- _What this task involves_:
Tally the lines in the material below that contain the string "building", treating case as significant. Reply with the number only.

━━━━━ Stored records ━━━━━

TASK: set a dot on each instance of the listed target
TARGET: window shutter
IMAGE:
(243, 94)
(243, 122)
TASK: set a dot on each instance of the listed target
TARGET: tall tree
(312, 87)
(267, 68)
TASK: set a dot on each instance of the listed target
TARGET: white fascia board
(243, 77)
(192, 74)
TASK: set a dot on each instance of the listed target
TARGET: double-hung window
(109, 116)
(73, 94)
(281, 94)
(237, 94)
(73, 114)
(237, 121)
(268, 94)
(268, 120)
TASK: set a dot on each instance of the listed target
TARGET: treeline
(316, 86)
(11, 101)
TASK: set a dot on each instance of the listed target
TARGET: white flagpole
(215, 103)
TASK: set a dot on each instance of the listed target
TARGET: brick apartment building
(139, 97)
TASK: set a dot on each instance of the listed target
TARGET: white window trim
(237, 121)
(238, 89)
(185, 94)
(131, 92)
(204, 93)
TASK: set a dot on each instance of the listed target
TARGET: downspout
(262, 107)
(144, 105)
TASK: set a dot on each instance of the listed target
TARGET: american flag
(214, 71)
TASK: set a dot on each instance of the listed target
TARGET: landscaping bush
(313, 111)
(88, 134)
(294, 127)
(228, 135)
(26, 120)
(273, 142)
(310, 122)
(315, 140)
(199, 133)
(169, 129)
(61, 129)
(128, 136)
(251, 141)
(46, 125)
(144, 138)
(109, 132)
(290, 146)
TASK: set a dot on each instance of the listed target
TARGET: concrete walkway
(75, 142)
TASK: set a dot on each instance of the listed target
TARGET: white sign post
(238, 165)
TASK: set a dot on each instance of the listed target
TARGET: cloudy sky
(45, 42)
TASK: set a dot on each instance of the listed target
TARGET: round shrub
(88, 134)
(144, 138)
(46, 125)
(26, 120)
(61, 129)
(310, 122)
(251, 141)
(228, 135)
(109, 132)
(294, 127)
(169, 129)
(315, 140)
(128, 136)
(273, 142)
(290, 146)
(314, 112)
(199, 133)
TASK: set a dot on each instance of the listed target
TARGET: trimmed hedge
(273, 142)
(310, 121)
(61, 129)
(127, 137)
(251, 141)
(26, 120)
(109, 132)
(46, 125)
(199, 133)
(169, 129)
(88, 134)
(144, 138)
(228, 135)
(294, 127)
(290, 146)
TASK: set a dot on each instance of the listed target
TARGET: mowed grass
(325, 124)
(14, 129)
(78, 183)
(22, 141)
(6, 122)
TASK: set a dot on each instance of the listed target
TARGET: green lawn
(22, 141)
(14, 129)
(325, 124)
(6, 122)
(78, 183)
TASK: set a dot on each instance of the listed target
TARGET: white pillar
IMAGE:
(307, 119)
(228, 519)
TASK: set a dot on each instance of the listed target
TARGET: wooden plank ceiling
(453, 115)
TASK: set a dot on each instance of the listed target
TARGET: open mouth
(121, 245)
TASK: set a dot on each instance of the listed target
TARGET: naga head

━━━━━
━━━━━ Stored records ━━━━━

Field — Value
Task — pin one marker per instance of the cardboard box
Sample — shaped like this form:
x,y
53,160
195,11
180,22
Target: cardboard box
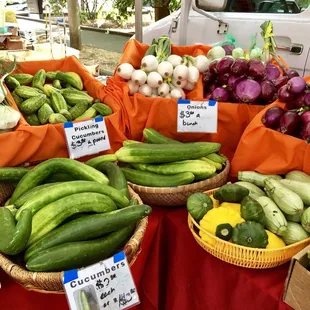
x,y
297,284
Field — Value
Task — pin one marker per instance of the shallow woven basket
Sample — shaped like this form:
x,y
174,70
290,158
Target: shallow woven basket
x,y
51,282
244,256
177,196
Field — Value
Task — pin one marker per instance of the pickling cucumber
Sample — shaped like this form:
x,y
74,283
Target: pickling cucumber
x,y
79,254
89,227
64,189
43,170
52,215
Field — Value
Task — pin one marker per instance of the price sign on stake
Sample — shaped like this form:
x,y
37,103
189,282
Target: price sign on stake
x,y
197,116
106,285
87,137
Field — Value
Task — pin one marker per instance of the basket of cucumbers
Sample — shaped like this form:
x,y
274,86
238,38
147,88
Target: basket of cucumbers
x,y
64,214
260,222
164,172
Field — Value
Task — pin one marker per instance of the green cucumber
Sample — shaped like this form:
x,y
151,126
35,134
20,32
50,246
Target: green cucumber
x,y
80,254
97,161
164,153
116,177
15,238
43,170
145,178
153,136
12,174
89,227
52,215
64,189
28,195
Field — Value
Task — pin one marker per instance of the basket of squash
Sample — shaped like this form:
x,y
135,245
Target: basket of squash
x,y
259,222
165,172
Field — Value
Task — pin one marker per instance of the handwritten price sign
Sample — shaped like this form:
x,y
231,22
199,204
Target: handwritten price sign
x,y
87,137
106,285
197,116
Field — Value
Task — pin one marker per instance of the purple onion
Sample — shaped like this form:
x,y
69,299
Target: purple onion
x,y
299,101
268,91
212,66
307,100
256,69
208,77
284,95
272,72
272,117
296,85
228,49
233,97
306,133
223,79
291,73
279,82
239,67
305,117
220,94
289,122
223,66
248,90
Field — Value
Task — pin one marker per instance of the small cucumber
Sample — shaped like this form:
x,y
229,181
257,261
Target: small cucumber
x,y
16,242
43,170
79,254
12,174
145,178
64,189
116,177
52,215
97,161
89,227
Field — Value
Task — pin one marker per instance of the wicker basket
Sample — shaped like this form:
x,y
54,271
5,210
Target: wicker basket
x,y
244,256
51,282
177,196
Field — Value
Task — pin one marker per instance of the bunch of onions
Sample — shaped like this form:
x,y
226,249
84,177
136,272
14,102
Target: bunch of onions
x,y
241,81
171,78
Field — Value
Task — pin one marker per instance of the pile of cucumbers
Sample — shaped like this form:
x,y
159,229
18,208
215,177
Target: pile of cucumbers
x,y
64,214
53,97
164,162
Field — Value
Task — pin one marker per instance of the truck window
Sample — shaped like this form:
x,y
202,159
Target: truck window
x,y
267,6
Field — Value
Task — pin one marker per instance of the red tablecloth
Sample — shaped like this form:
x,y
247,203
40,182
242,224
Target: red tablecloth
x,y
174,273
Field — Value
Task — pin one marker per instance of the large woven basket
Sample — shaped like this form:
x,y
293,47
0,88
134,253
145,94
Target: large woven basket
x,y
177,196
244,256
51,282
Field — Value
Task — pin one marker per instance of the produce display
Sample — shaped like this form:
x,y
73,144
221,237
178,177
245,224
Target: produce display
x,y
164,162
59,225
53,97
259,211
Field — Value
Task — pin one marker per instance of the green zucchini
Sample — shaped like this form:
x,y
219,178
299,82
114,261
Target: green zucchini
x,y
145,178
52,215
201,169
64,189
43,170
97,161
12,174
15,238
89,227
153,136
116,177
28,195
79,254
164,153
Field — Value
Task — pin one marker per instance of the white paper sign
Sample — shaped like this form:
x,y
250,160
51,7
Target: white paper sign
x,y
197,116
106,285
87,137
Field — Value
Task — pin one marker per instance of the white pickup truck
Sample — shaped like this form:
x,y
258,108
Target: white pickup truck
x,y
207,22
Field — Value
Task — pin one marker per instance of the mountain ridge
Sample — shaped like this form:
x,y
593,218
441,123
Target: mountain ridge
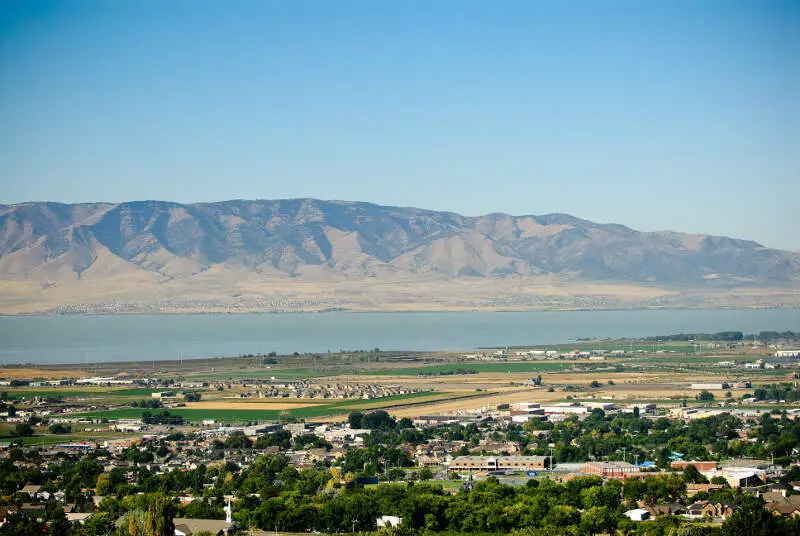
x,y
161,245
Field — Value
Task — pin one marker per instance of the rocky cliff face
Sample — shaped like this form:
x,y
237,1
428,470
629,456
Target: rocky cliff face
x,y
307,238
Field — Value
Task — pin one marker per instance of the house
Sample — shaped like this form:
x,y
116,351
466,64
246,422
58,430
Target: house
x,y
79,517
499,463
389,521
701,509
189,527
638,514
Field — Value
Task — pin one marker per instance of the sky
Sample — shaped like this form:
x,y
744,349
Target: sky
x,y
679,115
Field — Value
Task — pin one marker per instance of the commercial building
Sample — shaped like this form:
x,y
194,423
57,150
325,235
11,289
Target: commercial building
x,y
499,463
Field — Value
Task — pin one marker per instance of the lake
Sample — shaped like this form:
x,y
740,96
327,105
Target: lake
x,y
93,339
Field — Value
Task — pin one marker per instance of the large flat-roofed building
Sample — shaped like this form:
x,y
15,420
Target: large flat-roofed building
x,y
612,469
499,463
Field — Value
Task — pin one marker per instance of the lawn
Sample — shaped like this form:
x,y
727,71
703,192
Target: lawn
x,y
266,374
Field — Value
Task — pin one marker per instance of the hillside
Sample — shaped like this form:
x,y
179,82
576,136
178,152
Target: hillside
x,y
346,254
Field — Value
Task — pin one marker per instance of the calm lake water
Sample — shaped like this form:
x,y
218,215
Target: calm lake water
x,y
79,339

━━━━━

- _Answer to the problem_:
5